Document text:
--------------------

Arrays of surface receiver coils in magnetic resonance imaging (MRI) have several advantages over volume coils such as TEM or birdcage coils. The most important advantage is an improvement in the signal-to-noise ratio (SNR) which is due to the ability to bring surface coils closer to the subject's body, leading to a stronger MRI signal. Surface coils' intrinsically lower sensitivity to noise from the body also contributes to an enhanced SNR, which can be used to improve image quality, reduce scan times, or to implement parallel imaging techniques such as sensitivity encoding (SENSE).
Optimal SNR performance is achieved by covering the imaging region on the subject as completely as possible and with a large number of coils. In practice, this requires having arrays of mechanically individual coils of a number of different sizes and shapes to cover as many imaging situations and patient sizes as possible. Positioning such individual coils, however, becomes challenging for the MRI staff, and stressful and uncomfortable for the patient. Furthermore, this procedure would need to be repeated for each patient leading to an inefficient use of time and resources.
In order to overcome this problem, it was proposed in WO 2005/124380 A2 to use an arrangement comprising a plurality of coils attached to a flexible and stretchable item of clothing. The individual coils are relatively movable with respect to one another responsive to stretching of the item of clothing.

--------------------

Dataset:
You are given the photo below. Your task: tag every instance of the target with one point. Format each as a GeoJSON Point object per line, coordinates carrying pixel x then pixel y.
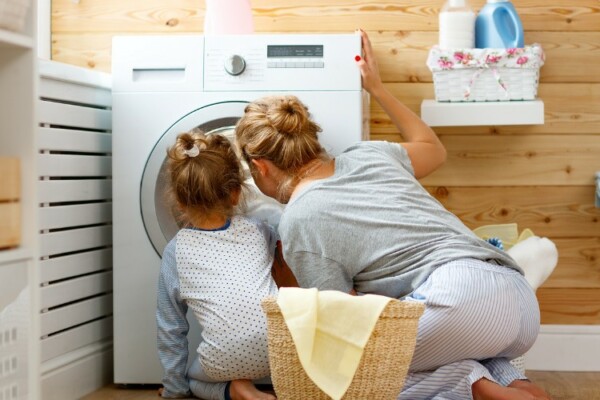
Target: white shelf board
{"type": "Point", "coordinates": [14, 39]}
{"type": "Point", "coordinates": [483, 113]}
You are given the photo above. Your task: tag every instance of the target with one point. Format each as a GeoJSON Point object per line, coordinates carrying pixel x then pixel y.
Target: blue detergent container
{"type": "Point", "coordinates": [498, 26]}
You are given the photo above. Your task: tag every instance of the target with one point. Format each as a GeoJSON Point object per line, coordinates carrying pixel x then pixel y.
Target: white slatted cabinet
{"type": "Point", "coordinates": [75, 233]}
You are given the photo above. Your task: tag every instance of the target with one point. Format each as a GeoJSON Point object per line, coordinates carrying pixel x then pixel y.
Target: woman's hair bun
{"type": "Point", "coordinates": [288, 115]}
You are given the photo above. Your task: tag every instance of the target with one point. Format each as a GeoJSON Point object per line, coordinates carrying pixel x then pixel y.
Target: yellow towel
{"type": "Point", "coordinates": [330, 330]}
{"type": "Point", "coordinates": [508, 233]}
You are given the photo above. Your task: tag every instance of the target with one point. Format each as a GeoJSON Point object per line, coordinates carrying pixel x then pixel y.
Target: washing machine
{"type": "Point", "coordinates": [166, 85]}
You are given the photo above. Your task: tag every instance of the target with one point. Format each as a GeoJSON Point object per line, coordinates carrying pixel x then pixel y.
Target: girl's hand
{"type": "Point", "coordinates": [371, 80]}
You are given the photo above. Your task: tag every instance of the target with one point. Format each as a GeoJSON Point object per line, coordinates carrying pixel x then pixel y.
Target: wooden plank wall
{"type": "Point", "coordinates": [540, 177]}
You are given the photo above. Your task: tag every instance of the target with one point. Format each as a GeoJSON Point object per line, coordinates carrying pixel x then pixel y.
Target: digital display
{"type": "Point", "coordinates": [294, 51]}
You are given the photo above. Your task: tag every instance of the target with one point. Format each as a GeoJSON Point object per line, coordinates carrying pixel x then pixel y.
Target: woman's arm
{"type": "Point", "coordinates": [425, 150]}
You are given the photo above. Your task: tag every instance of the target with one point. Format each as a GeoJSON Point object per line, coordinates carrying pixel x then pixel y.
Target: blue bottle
{"type": "Point", "coordinates": [498, 26]}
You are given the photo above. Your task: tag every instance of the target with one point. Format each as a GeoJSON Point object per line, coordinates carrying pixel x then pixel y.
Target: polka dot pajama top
{"type": "Point", "coordinates": [222, 276]}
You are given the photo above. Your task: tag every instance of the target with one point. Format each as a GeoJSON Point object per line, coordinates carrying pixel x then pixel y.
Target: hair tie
{"type": "Point", "coordinates": [192, 152]}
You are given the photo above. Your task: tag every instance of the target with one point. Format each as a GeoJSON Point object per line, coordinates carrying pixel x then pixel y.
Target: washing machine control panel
{"type": "Point", "coordinates": [281, 62]}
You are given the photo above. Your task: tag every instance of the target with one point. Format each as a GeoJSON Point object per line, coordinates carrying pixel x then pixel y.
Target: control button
{"type": "Point", "coordinates": [235, 65]}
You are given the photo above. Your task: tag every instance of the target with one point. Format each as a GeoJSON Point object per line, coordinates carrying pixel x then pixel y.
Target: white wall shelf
{"type": "Point", "coordinates": [13, 39]}
{"type": "Point", "coordinates": [483, 113]}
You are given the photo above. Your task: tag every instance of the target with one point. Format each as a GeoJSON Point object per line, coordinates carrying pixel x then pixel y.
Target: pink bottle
{"type": "Point", "coordinates": [228, 17]}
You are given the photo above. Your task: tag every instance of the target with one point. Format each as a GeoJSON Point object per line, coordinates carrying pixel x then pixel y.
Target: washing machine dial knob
{"type": "Point", "coordinates": [235, 65]}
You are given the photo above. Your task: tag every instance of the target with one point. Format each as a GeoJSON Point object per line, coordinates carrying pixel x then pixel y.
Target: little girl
{"type": "Point", "coordinates": [219, 265]}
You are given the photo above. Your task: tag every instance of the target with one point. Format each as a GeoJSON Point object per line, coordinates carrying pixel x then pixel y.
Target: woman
{"type": "Point", "coordinates": [362, 222]}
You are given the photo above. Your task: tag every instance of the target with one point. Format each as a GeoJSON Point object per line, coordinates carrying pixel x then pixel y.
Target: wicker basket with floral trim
{"type": "Point", "coordinates": [461, 75]}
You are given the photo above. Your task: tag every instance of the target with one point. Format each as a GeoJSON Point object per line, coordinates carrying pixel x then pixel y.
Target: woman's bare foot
{"type": "Point", "coordinates": [243, 389]}
{"type": "Point", "coordinates": [485, 389]}
{"type": "Point", "coordinates": [530, 387]}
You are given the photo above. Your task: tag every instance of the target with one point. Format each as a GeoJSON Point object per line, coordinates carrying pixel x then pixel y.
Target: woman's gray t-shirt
{"type": "Point", "coordinates": [373, 227]}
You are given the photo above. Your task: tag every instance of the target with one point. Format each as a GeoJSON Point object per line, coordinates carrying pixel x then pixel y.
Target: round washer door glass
{"type": "Point", "coordinates": [160, 216]}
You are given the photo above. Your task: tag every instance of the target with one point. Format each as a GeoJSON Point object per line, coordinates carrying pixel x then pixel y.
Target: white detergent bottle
{"type": "Point", "coordinates": [498, 26]}
{"type": "Point", "coordinates": [457, 25]}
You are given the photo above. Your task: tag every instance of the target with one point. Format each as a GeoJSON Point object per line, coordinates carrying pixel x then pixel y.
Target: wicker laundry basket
{"type": "Point", "coordinates": [382, 368]}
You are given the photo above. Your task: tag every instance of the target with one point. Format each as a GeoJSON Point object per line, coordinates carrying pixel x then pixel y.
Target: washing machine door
{"type": "Point", "coordinates": [159, 215]}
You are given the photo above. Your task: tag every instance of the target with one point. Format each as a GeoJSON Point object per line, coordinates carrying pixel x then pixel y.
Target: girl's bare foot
{"type": "Point", "coordinates": [243, 389]}
{"type": "Point", "coordinates": [530, 387]}
{"type": "Point", "coordinates": [485, 389]}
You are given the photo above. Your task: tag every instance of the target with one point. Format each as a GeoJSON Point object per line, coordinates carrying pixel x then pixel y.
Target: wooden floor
{"type": "Point", "coordinates": [560, 385]}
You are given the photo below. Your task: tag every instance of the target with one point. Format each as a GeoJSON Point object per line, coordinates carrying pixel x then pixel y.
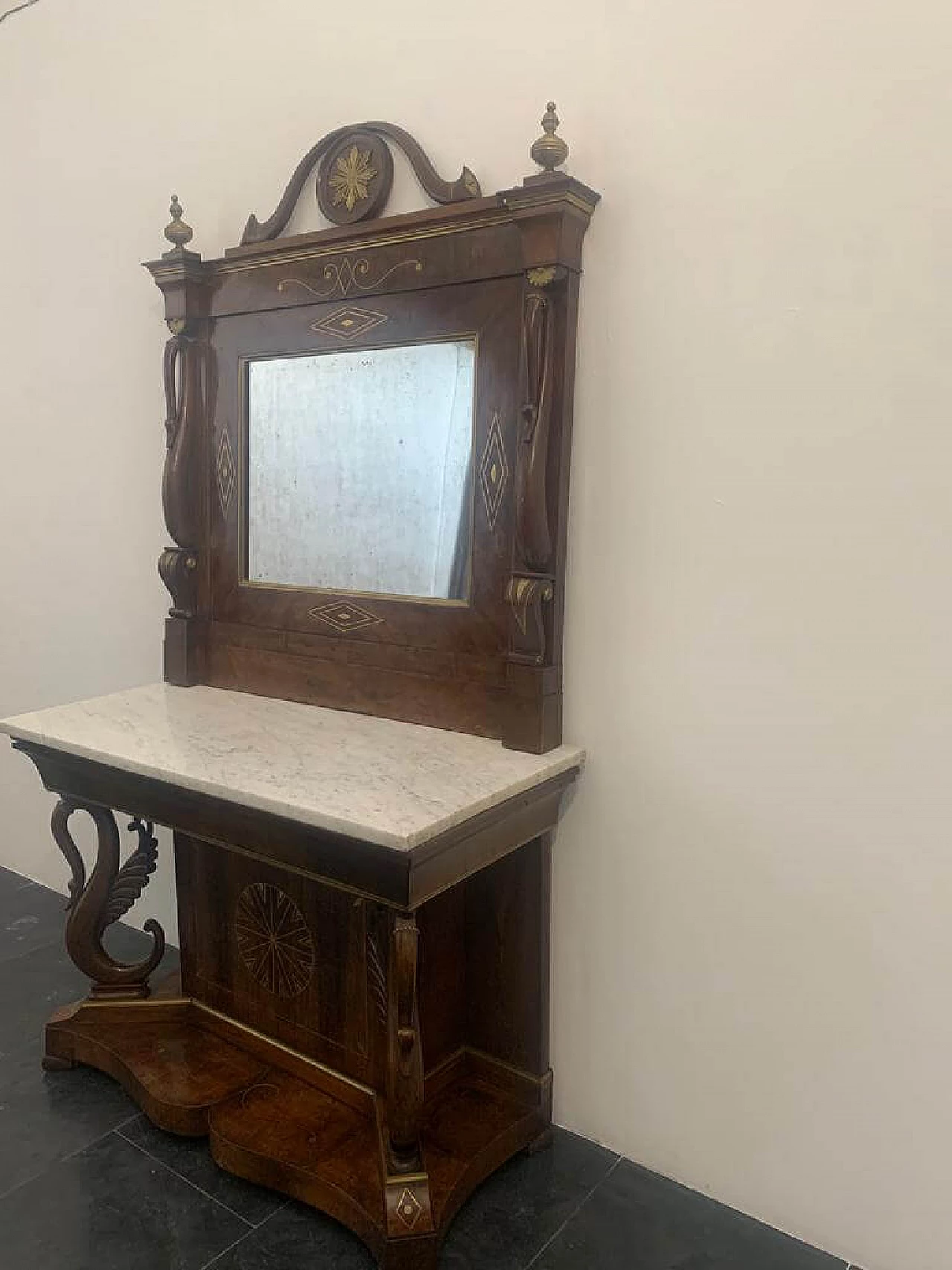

--------------------

Apply what you read:
**a.** For each statement, (i), (ii) and (iii), say yes or no to whether the MRI coil text agrees with it, and quote the words of the text that decide it.
(i) The chief advantage of surface coil arrays over volume coils is a better signal-to-noise ratio.
(ii) Positioning individual coils is easy for MRI staff.
(iii) In the arrangement proposed in WO 2005/124380 A2, the coils stay fixed in position relative to one another.
**b.** Summarize the MRI coil text in two sentences.
Answer from the MRI coil text only, not from the records.

Expected outputs:
**a.**
(i) Yes: "The most important advantage is an improvement in the signal-to-noise ratio (SNR)"
(ii) No: "Positioning such individual coils, however, becomes challenging for the MRI staff"
(iii) No: "The individual coils are relatively movable with respect to one another responsive to stretching of the item of clothing."

**b.** Surface receiver coil arrays in MRI give a better signal-to-noise ratio than volume coils because they sit closer to the body and pick up less noise from it. Best performance requires many coils of different sizes covering the imaging region, but positioning them for each patient is difficult and inefficient, so WO 2005/124380 A2 proposed attaching the coils to a flexible, stretchable item of clothing that lets them move relative to one another.